▶ Job: Collect every line in the stored data below that contains the word "brick", matching case exactly.

[Stored data]
- - -

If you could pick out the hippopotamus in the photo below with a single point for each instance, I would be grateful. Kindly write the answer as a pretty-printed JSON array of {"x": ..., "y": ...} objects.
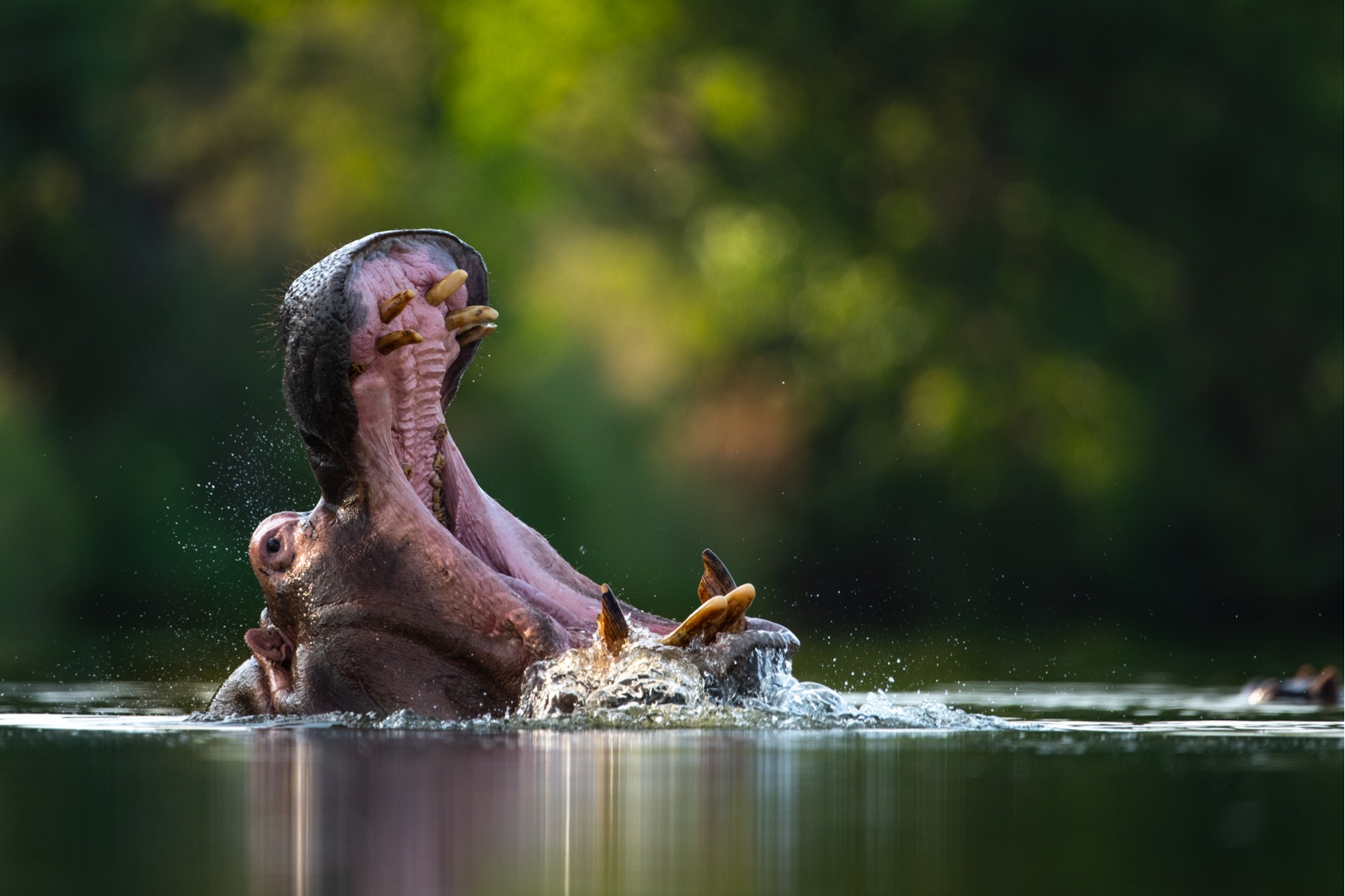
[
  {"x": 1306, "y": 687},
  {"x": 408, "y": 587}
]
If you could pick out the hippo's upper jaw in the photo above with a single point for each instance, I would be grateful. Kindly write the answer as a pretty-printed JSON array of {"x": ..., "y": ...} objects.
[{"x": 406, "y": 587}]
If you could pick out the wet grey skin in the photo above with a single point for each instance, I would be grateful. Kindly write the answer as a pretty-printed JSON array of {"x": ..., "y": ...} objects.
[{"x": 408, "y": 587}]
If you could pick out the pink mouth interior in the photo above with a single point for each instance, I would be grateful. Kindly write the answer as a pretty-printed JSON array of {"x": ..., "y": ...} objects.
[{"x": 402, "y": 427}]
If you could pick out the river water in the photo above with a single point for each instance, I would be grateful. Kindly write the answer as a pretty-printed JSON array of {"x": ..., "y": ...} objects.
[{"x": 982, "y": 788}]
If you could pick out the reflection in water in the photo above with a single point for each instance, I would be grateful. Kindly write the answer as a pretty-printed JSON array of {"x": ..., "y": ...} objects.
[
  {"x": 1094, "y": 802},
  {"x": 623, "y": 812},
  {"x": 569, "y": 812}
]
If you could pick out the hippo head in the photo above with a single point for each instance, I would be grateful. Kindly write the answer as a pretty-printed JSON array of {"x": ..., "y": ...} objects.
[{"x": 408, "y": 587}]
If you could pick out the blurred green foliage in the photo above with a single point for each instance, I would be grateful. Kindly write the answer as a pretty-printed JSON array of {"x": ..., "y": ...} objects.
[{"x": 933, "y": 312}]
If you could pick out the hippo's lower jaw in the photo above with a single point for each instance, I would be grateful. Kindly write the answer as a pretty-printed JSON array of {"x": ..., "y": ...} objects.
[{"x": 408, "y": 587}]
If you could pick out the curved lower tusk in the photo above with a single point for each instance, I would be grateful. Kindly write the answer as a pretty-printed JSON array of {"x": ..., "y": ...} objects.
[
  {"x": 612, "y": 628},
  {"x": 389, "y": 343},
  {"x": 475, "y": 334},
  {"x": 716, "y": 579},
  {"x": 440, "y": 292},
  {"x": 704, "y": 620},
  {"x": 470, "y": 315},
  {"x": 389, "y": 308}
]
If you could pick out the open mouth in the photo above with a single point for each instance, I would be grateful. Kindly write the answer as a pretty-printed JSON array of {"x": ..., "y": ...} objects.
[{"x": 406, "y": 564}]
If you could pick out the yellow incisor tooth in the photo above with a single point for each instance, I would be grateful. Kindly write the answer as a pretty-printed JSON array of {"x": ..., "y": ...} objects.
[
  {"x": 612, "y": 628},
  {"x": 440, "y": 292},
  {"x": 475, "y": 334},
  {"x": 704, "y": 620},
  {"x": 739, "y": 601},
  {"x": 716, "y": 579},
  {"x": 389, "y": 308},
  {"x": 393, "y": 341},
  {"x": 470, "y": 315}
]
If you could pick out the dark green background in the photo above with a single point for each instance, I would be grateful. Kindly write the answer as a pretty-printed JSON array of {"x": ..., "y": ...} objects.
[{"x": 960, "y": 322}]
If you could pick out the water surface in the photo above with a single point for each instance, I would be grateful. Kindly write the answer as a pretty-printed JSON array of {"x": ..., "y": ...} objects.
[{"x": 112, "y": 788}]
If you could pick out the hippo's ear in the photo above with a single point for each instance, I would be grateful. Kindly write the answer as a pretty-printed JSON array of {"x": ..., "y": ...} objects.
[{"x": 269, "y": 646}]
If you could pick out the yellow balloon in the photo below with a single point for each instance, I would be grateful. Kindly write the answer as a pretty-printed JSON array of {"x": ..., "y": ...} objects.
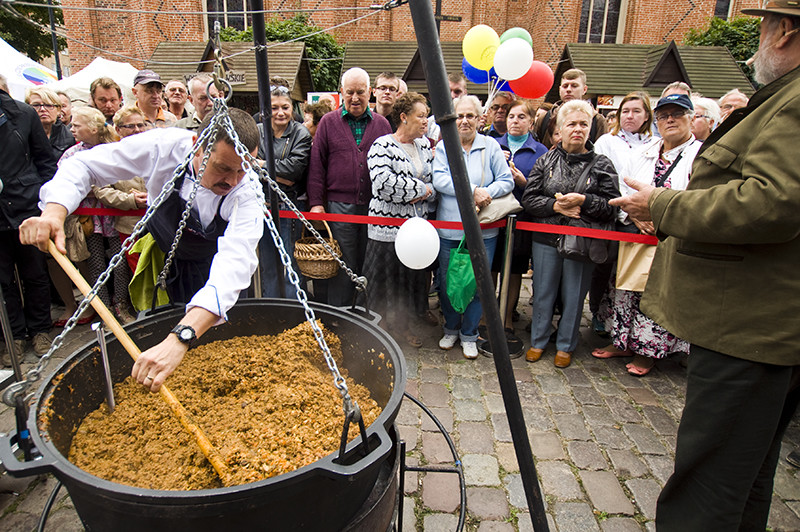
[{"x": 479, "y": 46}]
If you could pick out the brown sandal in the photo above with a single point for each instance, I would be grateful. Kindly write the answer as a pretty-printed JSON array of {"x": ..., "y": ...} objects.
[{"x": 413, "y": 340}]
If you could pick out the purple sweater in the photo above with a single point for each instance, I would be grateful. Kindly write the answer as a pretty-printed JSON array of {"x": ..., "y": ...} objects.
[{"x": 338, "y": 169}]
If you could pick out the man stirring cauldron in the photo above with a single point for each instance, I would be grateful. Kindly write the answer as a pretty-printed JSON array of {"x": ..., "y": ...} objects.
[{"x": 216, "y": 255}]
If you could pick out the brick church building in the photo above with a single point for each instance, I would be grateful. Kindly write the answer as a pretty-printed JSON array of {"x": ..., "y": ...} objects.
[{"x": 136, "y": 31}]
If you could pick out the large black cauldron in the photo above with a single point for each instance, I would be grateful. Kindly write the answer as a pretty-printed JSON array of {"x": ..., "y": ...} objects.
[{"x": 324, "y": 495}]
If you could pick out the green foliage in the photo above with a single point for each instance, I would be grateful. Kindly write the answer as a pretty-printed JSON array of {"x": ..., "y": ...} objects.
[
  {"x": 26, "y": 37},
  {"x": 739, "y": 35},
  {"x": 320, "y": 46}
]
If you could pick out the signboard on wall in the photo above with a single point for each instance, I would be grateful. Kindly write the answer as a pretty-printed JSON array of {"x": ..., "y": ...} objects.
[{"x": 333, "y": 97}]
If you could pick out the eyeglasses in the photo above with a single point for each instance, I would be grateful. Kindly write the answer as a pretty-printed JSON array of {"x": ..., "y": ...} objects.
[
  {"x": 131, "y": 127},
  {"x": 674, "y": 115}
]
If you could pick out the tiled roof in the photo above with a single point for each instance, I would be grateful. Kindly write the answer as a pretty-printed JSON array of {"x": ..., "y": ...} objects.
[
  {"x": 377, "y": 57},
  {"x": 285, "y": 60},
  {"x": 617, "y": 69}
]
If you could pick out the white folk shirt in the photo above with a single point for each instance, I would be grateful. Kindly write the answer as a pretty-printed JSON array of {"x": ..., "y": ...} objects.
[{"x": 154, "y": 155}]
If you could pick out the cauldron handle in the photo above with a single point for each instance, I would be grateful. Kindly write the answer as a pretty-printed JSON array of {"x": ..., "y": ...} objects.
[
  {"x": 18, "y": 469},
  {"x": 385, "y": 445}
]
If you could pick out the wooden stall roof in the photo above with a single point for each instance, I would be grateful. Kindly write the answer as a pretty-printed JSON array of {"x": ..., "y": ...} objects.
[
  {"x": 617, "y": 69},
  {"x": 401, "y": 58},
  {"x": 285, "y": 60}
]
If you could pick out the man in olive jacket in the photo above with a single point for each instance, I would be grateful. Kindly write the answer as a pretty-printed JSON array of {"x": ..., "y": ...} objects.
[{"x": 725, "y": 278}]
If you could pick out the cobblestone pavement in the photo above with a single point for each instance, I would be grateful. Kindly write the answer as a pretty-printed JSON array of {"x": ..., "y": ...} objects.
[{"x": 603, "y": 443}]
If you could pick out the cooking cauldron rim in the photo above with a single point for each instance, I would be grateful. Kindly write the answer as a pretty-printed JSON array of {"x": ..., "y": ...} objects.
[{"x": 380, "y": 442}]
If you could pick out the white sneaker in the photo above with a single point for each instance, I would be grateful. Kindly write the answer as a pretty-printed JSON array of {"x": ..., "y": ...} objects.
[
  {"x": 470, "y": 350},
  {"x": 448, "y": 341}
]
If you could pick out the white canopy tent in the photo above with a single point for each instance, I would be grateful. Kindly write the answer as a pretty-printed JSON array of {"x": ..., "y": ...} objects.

- - -

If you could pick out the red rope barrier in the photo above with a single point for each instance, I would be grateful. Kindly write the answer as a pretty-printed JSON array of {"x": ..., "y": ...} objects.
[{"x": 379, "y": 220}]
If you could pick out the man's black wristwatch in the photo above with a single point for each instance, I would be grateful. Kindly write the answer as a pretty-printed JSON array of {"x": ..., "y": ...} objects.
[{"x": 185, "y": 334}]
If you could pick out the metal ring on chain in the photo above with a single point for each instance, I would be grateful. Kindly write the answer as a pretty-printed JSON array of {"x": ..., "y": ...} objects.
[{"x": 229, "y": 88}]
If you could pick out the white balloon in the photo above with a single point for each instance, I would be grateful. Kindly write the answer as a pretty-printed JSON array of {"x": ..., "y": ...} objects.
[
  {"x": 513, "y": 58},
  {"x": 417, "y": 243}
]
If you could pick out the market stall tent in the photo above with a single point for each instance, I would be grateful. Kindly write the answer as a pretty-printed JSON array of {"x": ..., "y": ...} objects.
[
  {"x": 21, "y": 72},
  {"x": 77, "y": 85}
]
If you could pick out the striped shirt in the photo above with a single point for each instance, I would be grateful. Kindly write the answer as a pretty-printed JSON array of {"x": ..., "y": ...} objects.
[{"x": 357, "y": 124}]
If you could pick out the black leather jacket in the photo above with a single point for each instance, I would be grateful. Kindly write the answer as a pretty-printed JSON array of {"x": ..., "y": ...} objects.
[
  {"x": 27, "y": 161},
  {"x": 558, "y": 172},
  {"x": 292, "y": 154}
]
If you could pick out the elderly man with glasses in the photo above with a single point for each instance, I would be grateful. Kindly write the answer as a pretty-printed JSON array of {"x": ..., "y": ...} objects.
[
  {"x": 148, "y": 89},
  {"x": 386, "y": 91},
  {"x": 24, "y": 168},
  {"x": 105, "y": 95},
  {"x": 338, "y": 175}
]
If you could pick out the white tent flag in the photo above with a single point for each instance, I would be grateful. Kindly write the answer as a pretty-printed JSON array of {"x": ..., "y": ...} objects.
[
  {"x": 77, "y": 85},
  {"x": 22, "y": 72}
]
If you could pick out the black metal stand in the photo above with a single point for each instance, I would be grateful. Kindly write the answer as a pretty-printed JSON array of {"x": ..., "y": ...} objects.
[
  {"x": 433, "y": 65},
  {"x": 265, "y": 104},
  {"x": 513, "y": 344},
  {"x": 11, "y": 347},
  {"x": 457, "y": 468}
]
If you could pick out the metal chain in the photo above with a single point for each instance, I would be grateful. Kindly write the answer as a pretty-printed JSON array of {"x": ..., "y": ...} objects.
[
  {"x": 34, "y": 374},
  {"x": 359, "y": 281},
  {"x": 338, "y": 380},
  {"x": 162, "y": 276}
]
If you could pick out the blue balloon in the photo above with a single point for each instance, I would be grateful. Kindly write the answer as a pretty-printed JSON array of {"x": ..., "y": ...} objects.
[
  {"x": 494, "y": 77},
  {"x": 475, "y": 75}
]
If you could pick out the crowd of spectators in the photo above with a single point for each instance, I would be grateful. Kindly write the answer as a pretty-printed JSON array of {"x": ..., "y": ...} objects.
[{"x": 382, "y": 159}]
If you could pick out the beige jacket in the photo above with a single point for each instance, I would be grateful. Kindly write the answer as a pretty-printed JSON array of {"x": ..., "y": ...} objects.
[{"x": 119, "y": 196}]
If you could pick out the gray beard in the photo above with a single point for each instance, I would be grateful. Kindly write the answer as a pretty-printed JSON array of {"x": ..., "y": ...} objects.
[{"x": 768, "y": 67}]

- - -

▶ Written answer:
If you could pick out the brick church building in the photo above with a single point for each instance, I would be grateful. Kindly write the answer as a pretty-printed JSON array of {"x": ..., "y": ...} objects.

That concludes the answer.